• _Task goal_
Look below for the line with "Report x and y for each instance of the blue badge", and from there restate every line word for word until the entries end.

[Excerpts of pointing data]
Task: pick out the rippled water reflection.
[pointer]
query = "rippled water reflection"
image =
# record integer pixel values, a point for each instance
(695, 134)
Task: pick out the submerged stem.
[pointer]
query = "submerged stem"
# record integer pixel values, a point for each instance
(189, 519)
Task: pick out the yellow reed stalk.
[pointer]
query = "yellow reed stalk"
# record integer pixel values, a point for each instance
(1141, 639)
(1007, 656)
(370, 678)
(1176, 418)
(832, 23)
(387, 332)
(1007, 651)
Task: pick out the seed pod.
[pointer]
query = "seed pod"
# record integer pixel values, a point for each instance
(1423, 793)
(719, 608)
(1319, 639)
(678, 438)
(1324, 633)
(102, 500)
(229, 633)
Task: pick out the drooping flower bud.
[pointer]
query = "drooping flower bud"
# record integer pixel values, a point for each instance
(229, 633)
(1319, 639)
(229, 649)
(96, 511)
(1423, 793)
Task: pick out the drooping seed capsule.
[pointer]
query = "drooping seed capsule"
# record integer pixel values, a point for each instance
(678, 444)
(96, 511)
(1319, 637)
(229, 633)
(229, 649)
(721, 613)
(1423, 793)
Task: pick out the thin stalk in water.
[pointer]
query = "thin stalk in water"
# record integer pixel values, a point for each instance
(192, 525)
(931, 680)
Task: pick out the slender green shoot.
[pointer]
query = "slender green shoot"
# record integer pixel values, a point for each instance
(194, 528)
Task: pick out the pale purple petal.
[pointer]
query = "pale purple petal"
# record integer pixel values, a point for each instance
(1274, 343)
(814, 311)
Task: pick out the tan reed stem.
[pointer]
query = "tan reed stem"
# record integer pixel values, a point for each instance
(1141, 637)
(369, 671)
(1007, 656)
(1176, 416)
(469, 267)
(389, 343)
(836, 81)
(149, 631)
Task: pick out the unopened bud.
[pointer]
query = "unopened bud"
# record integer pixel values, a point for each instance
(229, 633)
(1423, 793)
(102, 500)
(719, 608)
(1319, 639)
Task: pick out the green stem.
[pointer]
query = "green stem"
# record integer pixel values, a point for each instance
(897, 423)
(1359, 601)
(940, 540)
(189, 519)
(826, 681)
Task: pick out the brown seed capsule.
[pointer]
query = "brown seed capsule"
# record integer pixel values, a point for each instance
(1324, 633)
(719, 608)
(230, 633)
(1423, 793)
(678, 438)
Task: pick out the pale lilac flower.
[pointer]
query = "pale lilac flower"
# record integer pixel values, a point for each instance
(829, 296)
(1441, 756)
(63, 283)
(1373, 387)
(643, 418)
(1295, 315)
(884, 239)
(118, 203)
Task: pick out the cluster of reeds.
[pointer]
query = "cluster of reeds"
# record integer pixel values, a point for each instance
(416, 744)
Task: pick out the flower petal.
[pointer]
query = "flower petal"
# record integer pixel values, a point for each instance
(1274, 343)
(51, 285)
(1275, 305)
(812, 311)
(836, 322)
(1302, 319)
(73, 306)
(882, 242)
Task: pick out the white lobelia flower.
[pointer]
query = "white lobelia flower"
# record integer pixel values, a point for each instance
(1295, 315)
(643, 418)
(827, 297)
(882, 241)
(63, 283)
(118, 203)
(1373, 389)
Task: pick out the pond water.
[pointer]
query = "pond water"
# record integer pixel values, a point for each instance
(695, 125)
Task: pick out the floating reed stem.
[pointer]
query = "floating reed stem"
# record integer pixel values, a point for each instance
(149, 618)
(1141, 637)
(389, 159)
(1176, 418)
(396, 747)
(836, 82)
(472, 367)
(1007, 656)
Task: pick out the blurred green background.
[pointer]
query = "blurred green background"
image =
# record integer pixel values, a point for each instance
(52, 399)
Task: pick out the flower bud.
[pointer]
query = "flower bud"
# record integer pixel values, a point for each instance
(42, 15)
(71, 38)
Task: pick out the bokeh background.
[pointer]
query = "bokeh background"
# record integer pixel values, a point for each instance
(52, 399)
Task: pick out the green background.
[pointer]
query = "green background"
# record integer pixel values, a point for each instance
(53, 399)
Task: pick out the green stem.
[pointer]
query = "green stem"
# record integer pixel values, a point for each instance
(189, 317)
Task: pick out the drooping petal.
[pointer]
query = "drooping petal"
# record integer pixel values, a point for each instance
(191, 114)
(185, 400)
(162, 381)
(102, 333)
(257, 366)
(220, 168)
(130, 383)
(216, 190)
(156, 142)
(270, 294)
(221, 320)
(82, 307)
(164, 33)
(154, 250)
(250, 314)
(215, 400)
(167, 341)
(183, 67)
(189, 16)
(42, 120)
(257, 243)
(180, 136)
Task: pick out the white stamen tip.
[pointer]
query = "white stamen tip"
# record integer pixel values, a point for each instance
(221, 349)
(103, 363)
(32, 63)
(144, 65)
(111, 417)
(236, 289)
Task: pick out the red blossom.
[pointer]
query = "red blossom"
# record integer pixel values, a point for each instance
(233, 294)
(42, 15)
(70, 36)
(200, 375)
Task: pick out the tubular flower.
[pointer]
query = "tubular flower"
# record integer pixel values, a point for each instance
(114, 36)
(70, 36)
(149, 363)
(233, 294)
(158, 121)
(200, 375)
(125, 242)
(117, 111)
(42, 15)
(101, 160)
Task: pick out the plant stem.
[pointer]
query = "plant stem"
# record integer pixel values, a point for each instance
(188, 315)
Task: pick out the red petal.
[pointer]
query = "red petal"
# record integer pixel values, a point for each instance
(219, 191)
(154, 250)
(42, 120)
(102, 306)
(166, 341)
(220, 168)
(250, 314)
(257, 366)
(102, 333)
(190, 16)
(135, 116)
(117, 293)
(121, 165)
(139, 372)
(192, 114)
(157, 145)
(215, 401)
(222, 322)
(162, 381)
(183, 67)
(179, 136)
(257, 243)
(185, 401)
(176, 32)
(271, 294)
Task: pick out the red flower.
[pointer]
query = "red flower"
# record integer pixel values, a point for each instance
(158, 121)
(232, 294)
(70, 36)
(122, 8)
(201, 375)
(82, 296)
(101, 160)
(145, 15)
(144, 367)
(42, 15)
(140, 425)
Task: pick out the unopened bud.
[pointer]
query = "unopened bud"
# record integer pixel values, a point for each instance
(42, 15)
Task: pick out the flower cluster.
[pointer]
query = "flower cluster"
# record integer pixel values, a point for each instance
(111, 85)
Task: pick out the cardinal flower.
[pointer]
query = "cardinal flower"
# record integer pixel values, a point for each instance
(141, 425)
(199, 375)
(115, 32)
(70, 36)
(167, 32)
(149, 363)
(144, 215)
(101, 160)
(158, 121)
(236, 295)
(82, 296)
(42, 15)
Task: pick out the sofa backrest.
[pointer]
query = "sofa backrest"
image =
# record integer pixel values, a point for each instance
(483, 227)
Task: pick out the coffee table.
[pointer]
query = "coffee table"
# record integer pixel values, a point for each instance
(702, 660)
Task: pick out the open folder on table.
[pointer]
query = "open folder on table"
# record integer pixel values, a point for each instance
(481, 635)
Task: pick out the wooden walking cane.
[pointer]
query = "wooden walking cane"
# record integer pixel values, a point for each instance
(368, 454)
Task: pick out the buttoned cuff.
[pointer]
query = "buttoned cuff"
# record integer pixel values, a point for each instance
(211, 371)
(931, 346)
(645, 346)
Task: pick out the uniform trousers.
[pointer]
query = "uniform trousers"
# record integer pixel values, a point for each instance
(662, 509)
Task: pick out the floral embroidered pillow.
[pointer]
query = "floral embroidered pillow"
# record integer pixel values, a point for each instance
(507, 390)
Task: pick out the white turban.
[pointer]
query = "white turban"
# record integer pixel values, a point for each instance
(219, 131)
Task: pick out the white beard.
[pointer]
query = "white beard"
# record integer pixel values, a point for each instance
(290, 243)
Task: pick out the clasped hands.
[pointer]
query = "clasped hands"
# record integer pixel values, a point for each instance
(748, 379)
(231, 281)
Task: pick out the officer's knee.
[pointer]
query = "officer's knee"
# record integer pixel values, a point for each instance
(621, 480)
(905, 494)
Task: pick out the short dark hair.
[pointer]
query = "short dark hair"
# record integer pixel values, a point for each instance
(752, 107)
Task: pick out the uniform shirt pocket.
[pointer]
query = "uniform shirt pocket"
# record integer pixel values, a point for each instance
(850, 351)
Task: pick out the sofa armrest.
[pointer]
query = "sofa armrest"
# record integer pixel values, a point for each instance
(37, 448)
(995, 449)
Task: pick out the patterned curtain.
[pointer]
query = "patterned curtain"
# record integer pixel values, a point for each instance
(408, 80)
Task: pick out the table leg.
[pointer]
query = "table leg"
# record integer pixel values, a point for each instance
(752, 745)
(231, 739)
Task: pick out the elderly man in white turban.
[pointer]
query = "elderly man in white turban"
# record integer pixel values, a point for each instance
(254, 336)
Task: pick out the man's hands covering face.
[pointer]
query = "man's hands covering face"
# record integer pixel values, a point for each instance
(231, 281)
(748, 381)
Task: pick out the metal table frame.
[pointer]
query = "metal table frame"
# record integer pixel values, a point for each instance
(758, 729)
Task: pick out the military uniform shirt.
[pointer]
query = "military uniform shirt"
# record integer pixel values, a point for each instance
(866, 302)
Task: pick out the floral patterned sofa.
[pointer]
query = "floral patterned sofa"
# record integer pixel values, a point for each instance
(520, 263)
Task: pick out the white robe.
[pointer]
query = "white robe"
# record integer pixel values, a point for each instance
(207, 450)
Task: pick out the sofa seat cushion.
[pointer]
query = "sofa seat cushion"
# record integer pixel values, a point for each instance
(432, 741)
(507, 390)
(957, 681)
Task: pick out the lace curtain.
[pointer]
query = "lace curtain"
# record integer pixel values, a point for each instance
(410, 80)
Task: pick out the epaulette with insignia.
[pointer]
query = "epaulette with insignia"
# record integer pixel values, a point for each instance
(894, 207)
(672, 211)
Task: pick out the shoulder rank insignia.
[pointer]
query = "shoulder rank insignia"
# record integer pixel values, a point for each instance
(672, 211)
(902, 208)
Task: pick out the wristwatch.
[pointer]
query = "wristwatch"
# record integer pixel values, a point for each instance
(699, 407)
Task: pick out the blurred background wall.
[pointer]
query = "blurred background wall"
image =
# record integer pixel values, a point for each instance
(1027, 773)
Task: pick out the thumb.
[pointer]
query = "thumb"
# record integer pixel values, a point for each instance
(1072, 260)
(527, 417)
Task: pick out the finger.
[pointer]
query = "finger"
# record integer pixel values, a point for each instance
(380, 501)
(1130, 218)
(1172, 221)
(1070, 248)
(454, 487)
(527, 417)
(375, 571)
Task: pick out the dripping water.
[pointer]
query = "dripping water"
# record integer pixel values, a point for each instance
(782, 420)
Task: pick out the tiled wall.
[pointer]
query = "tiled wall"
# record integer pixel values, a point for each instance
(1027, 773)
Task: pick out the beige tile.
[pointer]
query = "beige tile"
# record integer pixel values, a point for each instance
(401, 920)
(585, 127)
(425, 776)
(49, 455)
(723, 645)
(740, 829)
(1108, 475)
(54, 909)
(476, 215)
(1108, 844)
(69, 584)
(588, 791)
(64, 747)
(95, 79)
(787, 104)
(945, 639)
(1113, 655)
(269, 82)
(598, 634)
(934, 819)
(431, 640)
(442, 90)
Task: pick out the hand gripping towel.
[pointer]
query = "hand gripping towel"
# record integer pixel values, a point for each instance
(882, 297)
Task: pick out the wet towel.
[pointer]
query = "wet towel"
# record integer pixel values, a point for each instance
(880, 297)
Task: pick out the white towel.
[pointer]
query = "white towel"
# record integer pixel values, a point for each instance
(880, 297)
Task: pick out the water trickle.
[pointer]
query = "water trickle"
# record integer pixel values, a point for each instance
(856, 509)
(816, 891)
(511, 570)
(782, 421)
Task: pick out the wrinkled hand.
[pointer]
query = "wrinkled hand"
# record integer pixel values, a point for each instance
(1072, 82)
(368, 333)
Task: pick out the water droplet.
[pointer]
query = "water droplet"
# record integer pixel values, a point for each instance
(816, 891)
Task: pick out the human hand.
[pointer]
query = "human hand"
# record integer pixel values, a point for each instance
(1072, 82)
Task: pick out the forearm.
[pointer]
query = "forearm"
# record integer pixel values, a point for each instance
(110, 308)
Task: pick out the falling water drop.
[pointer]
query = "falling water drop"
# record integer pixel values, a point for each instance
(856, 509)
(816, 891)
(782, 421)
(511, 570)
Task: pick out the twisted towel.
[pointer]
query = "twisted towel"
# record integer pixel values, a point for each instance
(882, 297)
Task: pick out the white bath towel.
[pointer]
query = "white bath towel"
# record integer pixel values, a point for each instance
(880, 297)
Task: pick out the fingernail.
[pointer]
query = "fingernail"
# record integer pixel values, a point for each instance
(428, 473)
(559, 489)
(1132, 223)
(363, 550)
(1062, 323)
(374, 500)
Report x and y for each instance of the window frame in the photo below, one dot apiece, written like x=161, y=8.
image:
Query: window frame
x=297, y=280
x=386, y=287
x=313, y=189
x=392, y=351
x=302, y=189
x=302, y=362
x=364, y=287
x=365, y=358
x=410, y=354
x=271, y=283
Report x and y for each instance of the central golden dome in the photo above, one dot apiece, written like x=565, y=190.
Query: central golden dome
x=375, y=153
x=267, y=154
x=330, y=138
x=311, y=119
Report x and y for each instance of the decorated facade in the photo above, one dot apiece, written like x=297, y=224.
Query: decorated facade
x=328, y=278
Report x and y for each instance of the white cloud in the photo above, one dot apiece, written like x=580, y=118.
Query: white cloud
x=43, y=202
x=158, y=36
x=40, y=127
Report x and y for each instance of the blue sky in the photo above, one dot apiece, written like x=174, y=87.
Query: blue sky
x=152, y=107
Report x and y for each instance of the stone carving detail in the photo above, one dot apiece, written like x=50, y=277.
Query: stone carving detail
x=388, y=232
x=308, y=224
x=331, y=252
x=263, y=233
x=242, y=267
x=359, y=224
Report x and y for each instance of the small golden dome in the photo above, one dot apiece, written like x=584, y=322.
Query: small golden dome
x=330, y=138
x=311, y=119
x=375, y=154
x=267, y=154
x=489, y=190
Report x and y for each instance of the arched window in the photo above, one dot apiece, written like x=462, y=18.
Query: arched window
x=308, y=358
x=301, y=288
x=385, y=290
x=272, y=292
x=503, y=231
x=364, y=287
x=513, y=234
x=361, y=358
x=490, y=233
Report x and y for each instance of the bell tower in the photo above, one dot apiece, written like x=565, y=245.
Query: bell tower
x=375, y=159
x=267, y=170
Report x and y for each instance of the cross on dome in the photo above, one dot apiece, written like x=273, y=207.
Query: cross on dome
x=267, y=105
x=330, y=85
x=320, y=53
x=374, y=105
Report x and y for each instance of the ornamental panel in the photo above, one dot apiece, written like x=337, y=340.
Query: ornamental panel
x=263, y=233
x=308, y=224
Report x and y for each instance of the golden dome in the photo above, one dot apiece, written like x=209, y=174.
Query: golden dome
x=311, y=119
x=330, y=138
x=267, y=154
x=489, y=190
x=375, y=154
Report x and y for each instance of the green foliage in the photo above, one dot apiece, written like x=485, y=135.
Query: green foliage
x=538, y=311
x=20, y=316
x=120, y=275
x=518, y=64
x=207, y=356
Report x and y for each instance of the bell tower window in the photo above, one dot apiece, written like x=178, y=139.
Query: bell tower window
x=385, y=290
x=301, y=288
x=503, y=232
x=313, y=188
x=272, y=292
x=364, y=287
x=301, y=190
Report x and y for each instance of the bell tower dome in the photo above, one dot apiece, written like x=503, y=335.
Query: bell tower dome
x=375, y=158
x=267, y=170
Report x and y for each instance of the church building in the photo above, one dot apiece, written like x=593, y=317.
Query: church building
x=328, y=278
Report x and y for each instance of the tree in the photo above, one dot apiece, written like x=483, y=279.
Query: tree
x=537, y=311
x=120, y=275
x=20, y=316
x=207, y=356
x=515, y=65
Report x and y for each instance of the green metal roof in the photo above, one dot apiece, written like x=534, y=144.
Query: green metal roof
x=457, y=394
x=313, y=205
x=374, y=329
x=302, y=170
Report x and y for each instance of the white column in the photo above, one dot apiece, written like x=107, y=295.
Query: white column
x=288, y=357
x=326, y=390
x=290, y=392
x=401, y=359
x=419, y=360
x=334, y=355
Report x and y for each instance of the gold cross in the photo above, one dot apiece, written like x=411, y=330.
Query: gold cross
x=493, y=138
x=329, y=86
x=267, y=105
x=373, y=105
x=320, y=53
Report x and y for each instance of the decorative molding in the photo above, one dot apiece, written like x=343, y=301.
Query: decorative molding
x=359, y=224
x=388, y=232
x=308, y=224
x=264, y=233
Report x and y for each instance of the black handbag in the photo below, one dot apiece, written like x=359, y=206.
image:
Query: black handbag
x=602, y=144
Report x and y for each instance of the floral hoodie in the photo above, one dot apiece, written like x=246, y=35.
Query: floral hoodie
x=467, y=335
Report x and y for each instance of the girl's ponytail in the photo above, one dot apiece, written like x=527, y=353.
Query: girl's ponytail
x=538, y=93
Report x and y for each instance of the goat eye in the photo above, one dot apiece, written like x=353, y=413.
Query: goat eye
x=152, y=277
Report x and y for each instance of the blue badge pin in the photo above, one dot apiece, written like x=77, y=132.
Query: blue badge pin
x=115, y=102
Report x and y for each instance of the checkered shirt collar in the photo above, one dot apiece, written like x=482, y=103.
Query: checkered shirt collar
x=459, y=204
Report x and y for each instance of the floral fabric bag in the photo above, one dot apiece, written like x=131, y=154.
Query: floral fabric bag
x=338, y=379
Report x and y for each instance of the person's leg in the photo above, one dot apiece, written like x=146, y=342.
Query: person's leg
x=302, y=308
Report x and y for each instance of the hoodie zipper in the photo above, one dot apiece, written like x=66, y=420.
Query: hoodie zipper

• _Reply to the exercise_
Report x and y for each instance of the blue badge pin in the photo above, one dot apiece, written like x=77, y=132.
Query: blue badge pin
x=115, y=102
Report x and y for each instance of the checkered shirt collar in the photo above, one dot apiece, written like x=482, y=103.
Query: checkered shirt collar
x=459, y=204
Report x and y for each instance of the floral fabric bag in the photo above, one dot apiece, written like x=131, y=154.
Query: floral fabric bag
x=338, y=379
Report x and y for each instance of the person's leg in the photo above, one dot apiece, written like x=146, y=342.
Query: person's leg
x=302, y=308
Report x and y for each instance of the hoodie zipper in the photo above, one dot apiece, written like x=66, y=420.
Query: hoodie zipper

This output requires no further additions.